### OBJETIVOS
• a. Contesta estas preguntas sobre el fragmento acerca del ángel de la historia:
(i) Frente a la objetividad que pretendía la historiografía decimonónica, ¿qué se propone crear?
(ii) ¿En qué tesis de Benjamin aparece la figura del «ángel de la historia»?
(iii) ¿De qué es testigo el ángel, según la explicación «en palabras más toscas»?
• b. ¿Cómo seguiría el fragmento sobre el ángel de la historia? Continúalo a partir de su última oración.

### EXTRACTO DE PÁGINA

━━━━

Contrario a la objetividad pretendida por la historiografía decimonónica, se propone la creación de puentes de empatía entre los/as historiadores/as y ese pasado que es interpelado. La historia no es una simple concatenación de hechos fácticos, sino que estos últimos son una forma visible de la realidad que subyace. Tampoco es un continuum de ‘progreso’ como se pensó desde ideas ilustradas y eurocentristas que sobreviven en algunos ámbitos de nuestra contemporaneidad. La figura simbólica del ‘ángel de la historia’, contenida en la tesis número 9 de Benjamin, describe esta complejidad con la imagen de un ángel halado por el viento del ‘progreso’ mientras observa perplejo hacia atrás las ruinas que va dejando consigno. En palabras más toscas, el ángel es testigo de cómo ese presunto progreso, que surge de cierta forma limitada de entender y hacer historia, se edifica sobre los escombros y cadáveres que deja tras de sí en el olvido. Una mirada desde las víctimas de nuestras formas de violencias.

━━━━

Un bloque de datos:
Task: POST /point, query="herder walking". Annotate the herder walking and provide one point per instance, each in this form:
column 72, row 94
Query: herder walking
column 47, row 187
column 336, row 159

━━━━

### RESPUESTAS DEL EJERCICIO
• a.
(i) Puentes de empatía entre los/as historiadores/as y ese pasado que es interpelado.
(ii) En la tesis número 9.
(iii) De cómo ese presunto progreso se edifica sobre los escombros y cadáveres que deja tras de sí en el olvido.

• b.
Conforme con lo anterior, Reyes Mate arguye atinadamente que la memoria es justicia, que son conceptos indisociables, ya que sin memoria de la injusticia no puede haber justicia posible. Esta es una vuelta de tuerca a cierta idea de la justicia que entronca con versiones platónicas del término. Es decir, la injusticia no se deriva necesariamente de la justicia como concepto previo, sino que esta última surge de la constatación de la primera. Las teorías de la justicia contemporáneas, como las de Rawls o incluso la de Habermas, tienden a presuponer lo contrario, a abstraer las experiencias humanas en aras de crear condiciones que propendan a la justicia entre las partes. Dicho en otros términos, una justicia procedimental mediante la cual se ignoran –recordemos el ‘velo de la ignorancia’– las circunstancias de la vivencia (inter)subjetiva.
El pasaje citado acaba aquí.